## EXERCISE OBJECTIVE
All of the data, word for word and free of pictures, is the expected result.

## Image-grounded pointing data
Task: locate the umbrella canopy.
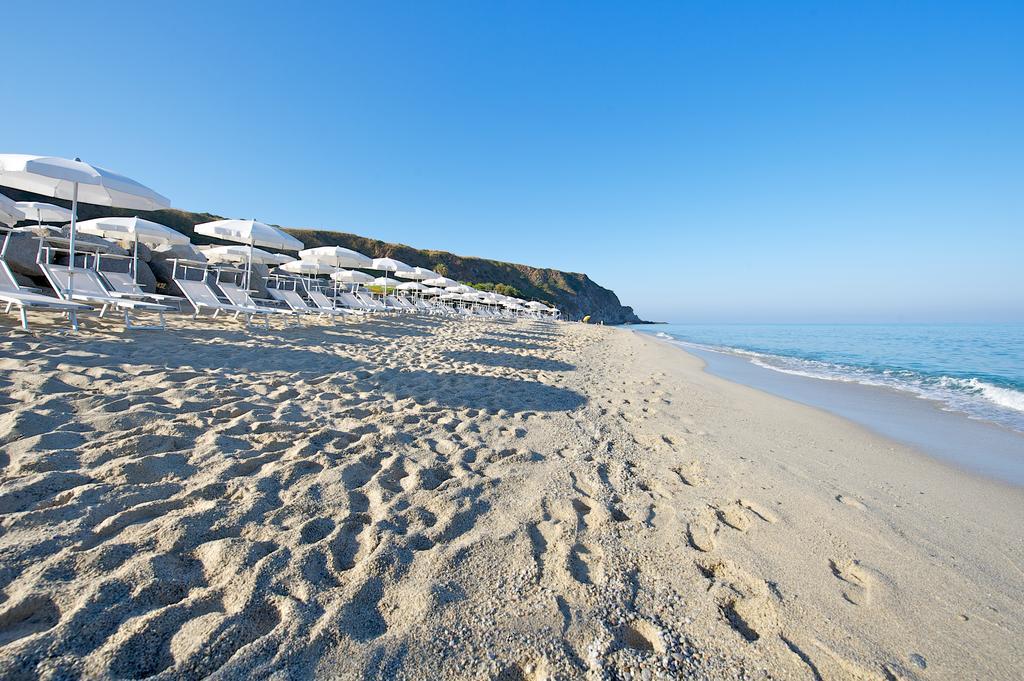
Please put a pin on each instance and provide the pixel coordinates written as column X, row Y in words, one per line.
column 351, row 277
column 252, row 232
column 61, row 178
column 9, row 212
column 240, row 254
column 43, row 212
column 337, row 256
column 419, row 273
column 151, row 233
column 440, row 282
column 76, row 180
column 307, row 267
column 136, row 230
column 388, row 265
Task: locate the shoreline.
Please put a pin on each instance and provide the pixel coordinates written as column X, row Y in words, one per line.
column 921, row 423
column 455, row 499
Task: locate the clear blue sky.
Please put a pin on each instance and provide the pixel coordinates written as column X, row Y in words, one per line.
column 717, row 161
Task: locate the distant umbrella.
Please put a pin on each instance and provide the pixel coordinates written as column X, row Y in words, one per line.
column 136, row 230
column 252, row 233
column 43, row 212
column 75, row 180
column 9, row 212
column 337, row 256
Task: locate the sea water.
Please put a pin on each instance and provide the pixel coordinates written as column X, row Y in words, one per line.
column 975, row 370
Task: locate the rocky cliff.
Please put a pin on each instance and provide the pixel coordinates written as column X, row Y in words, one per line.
column 573, row 293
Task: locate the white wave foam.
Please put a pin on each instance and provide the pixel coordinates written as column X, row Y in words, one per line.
column 975, row 397
column 1003, row 396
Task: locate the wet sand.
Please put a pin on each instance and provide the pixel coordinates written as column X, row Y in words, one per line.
column 416, row 498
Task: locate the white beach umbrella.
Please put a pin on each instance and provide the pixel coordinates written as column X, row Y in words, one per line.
column 440, row 282
column 240, row 255
column 337, row 256
column 43, row 212
column 308, row 267
column 75, row 180
column 388, row 265
column 418, row 273
column 136, row 230
column 251, row 232
column 351, row 277
column 9, row 212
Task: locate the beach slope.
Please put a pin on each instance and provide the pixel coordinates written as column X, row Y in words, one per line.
column 420, row 498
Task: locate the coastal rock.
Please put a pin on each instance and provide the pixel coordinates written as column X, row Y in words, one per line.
column 20, row 254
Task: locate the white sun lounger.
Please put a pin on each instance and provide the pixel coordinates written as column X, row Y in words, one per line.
column 397, row 303
column 242, row 298
column 324, row 303
column 124, row 286
column 295, row 301
column 202, row 297
column 12, row 295
column 89, row 289
column 353, row 302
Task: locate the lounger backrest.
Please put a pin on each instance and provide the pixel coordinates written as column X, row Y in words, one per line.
column 199, row 293
column 237, row 295
column 320, row 299
column 369, row 301
column 351, row 301
column 293, row 299
column 86, row 281
column 123, row 282
column 7, row 281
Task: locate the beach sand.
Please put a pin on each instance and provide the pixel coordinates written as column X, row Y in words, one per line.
column 429, row 499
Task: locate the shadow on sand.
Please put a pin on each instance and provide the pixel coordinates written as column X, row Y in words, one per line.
column 510, row 360
column 482, row 392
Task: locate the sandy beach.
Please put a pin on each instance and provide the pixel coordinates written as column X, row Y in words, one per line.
column 465, row 499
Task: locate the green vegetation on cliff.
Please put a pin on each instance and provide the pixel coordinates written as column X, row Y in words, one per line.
column 573, row 293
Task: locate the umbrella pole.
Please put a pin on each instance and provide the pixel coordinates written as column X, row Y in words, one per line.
column 134, row 262
column 249, row 265
column 71, row 247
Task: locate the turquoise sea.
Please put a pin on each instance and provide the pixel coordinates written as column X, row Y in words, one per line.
column 977, row 370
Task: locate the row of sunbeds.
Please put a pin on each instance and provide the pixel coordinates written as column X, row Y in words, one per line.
column 207, row 290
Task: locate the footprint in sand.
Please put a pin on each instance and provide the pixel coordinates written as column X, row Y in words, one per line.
column 690, row 475
column 857, row 582
column 744, row 600
column 700, row 533
column 851, row 502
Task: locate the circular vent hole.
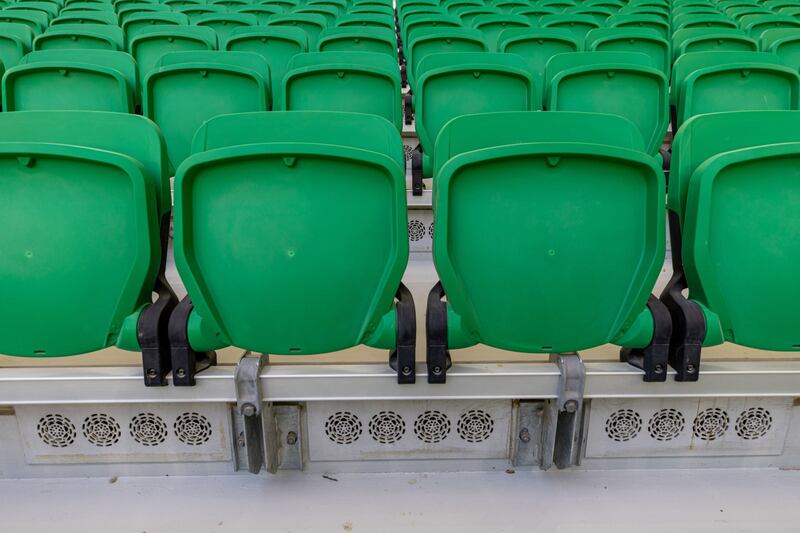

## RESPONSE TO THE EXERCISE
Task: locate the umbrella canopy.
Please put a pin on each instance and provide the pixel coordinates written as column X, row Y in words, one per line.
column 351, row 277
column 252, row 232
column 61, row 178
column 9, row 212
column 240, row 254
column 43, row 212
column 337, row 256
column 419, row 273
column 151, row 233
column 440, row 282
column 76, row 180
column 307, row 267
column 136, row 230
column 388, row 265
Task: locate the shoreline.
Please put a pin on each instance and provide the pixel coordinates written as column X, row Y in words, one per line.
column 921, row 423
column 455, row 499
Task: locate the clear blue sky.
Please put a pin on each instance and provide the pixel coordinates written as column X, row Y in words, one per line.
column 717, row 161
Task: locate the distant umbrella.
Please put a pin on each instance and provide the pixel coordinates written as column X, row Y in words, one per line.
column 136, row 230
column 252, row 233
column 43, row 212
column 75, row 180
column 9, row 212
column 337, row 256
Task: locate the sea water.
Please put a pin on each instance and provide the pixel coordinates written as column X, row Y in words, one per line.
column 975, row 370
Task: locate the rocky cliff.
Please put a pin on each instance and provide the pixel coordinates written as column X, row Y in words, one per line.
column 573, row 293
Task: locate the white wave foam.
Please put a pin on each instance and provide the pixel coordinates written as column X, row Y in words, one per line.
column 975, row 397
column 1003, row 396
Task: locate the wet sand.
Please put a pin on each instance and provide the pixel coordinates written as column X, row Y in words, one per line.
column 416, row 498
Task: locate the white beach umbrella.
Please put a pin on each instance and provide the pixel coordinates written as column X, row Y in words, one per line.
column 440, row 282
column 240, row 255
column 337, row 256
column 43, row 212
column 308, row 267
column 75, row 180
column 388, row 265
column 418, row 273
column 136, row 230
column 251, row 232
column 351, row 277
column 9, row 212
Task: locate the beach slope.
Please put a pin on each instance and provide the pixel coordinates written as column X, row Y in words, one per line.
column 420, row 498
Task: locate the coastal rock.
Please put a pin on each instance and provide the pixel coordinates written as column X, row Y in words, one per line.
column 20, row 254
Task: locate the white sun lounger.
Please put a pin on each instance and provide the pixel coordinates written as column X, row Y in words, one per line.
column 397, row 303
column 242, row 298
column 324, row 303
column 124, row 286
column 295, row 301
column 202, row 297
column 12, row 295
column 89, row 289
column 353, row 302
Task: locate the lounger backrest.
Please put a pin on each instance and provide the pixel coordinates written as column X, row Y in words, one per line.
column 199, row 293
column 237, row 295
column 320, row 299
column 369, row 301
column 351, row 301
column 293, row 299
column 86, row 281
column 123, row 282
column 7, row 281
Task: locate the beach sand.
Please put a pin on each instance and provide the pixel coordinates written as column X, row Y in words, one per line.
column 429, row 499
Task: locate the shadow on sand.
Please put a pin on each instance and provide the pixel coordinates written as column X, row Y in words, one per line.
column 510, row 360
column 482, row 392
Task: locate the sandy beach.
Please put a pin on each instance and provide the pixel coordinates written as column X, row Y in words, one per line.
column 465, row 499
Task: locate the green vegetation on cliff.
Please put a pin on each instance and provide the pixel coordinates written as column X, row Y in words, one per line.
column 573, row 293
Task: locate the umbrella pole.
Please put a pin on each instance and provide the pixel coordinates written as column X, row Y in words, one per line.
column 134, row 262
column 249, row 265
column 71, row 247
Task: locate the turquoise sea.
Please put a pin on each instance and provide the pixel coordinates written as column X, row Y in words, one per line.
column 977, row 370
Task: locate the row of sunbeds.
Please put a pin on each instance and provide the pixel coordinates written as column X, row Y in words, one per line.
column 207, row 290
Task: locate the footprint in sand.
Please put a pin on each instance and provide the pixel coordinates written as column X, row Y in words, one per line.
column 690, row 475
column 857, row 582
column 744, row 600
column 700, row 533
column 851, row 502
Task: locate the circular vent hole.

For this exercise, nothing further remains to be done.